> Brief
Scale the entries from the line that has "Put a marker on every instance of the tree" through the end of the entries, reproducing only those lines and keeping all their wording. Multiply each point coordinate in the answers by 0.25 and round it to a whole number, rounding halves up, and leave every other number unchanged.

==== Supplied material

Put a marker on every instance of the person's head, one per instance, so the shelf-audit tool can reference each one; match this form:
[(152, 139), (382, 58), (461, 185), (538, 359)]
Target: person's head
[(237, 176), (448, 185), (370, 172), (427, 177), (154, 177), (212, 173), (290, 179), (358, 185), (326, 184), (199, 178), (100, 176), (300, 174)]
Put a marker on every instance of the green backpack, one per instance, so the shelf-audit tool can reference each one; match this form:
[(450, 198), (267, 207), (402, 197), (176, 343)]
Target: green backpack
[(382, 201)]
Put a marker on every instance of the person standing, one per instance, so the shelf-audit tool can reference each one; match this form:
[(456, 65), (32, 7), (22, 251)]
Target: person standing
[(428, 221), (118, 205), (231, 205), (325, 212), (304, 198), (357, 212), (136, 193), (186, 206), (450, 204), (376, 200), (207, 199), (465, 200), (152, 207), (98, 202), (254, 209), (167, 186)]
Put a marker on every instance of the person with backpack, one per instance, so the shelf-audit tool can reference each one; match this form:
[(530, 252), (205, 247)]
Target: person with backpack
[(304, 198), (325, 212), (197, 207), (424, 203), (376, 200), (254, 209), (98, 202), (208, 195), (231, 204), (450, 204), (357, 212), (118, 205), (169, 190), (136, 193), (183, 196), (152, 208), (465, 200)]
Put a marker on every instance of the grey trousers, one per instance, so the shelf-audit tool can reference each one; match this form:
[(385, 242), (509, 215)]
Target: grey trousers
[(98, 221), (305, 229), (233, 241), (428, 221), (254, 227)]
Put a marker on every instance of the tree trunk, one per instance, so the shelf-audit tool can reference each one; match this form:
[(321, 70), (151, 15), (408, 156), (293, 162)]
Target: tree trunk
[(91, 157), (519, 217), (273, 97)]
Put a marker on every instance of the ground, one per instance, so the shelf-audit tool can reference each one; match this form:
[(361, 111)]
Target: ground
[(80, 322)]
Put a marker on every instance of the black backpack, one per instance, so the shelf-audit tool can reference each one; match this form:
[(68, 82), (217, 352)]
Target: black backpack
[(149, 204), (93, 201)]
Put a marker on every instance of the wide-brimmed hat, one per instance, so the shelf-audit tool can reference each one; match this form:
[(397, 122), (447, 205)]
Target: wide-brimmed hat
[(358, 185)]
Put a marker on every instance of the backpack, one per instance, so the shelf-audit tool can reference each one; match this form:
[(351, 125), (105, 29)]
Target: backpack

========

> Task answer
Put a marker on every instance of the tree trunk, one per instance, so the shelf-audit tool can reference each one; match this form:
[(321, 70), (151, 15), (408, 156), (293, 162)]
Target: tree trunk
[(23, 39), (130, 54), (68, 24)]
Put a marker on every instance of the ground, one per instance, so the shelf-audit tool can reference each one; match this form:
[(361, 111)]
Target: ground
[(20, 81)]
Put a marker on every instance of the black backpack, one per instance, so the shelf-audit tool can reference each one; match this form:
[(68, 82), (217, 352)]
Target: black backpack
[(37, 51), (23, 50)]
Put a marker on every instance of the wide-brimmed hat, one per instance, so the shelf-audit tool can reference each one; match this form:
[(397, 122), (447, 205)]
Target: wide-brimmed hat
[(90, 46)]
Put a marker on every instance of the backpack, one per instance, so the shelf-audit tool can reference each one; match this form:
[(351, 125), (105, 29)]
Target: backpack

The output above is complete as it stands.